WHAT YOU HAVE TO DO:
Rewrite the records from their first line through the line that contains "x=69, y=277", swapping "truck wheel" for "truck tire" everywhere it occurs and leaving everything else untouched. Return only those lines.

SUPPLIED ENTRIES:
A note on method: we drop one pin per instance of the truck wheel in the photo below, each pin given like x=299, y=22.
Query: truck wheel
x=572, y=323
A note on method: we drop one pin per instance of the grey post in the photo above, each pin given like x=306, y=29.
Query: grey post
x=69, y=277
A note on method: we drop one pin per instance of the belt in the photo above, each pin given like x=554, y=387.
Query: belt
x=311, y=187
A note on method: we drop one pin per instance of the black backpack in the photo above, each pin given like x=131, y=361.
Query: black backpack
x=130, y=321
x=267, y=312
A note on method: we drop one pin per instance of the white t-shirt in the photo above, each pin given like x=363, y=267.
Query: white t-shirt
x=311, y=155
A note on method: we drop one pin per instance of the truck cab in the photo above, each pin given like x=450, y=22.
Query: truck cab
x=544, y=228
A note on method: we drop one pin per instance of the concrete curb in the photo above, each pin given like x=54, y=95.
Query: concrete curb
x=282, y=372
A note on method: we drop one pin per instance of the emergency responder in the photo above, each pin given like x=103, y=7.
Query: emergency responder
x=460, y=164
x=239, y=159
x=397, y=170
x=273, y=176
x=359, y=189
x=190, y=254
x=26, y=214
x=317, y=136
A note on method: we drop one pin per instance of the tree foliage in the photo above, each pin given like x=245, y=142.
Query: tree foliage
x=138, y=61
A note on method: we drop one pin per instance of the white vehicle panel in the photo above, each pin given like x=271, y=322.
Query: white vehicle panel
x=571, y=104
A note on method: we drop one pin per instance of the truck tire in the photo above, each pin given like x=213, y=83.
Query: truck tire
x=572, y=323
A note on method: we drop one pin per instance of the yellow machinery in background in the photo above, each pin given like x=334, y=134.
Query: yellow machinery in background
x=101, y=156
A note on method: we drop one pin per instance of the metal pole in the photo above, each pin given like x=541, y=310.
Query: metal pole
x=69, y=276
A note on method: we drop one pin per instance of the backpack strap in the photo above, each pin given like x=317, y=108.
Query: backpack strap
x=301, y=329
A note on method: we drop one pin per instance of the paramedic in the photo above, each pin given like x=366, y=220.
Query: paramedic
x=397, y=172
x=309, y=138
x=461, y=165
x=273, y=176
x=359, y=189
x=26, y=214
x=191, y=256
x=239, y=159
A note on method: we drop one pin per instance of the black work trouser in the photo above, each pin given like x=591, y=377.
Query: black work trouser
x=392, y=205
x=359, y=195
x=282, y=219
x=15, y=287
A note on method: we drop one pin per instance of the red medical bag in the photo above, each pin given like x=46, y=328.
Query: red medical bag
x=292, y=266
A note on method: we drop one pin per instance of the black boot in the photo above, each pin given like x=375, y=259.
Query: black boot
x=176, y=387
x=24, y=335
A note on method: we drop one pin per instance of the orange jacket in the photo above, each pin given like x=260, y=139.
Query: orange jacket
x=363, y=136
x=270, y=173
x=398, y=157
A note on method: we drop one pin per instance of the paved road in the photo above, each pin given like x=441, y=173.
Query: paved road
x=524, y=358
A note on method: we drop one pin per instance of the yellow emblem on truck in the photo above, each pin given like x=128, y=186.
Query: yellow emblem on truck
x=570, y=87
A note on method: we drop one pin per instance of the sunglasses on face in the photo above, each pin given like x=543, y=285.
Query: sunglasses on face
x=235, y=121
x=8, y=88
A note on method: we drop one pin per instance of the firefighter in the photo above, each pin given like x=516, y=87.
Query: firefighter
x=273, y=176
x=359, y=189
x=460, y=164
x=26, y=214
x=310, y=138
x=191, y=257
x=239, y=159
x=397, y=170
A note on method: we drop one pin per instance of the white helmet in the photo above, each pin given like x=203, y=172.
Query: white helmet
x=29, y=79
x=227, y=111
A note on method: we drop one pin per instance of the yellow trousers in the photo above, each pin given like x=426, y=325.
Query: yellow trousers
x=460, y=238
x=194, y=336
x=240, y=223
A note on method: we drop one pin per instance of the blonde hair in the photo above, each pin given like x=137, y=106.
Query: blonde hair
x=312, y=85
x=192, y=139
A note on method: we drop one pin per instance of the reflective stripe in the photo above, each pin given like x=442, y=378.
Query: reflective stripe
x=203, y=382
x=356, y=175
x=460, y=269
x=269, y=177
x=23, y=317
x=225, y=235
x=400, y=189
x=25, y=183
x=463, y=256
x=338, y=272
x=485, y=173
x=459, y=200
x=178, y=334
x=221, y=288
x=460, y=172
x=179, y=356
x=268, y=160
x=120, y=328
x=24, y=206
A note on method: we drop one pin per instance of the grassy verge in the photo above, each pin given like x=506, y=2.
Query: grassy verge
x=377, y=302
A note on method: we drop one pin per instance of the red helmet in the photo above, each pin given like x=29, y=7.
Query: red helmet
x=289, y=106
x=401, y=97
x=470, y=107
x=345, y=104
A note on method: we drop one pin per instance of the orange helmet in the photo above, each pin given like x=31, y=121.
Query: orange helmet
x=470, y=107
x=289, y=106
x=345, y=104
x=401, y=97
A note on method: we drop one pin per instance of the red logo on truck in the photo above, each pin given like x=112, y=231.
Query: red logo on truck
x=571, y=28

TASK ANSWER:
A note on method: we drop one pin per instance of the truck tire in the photo below, each pin given like x=299, y=22.
Query: truck tire
x=572, y=323
A note on method: we drop one pin per instance of the grey post in the photo above, each pin given like x=306, y=29.
Query: grey post
x=69, y=277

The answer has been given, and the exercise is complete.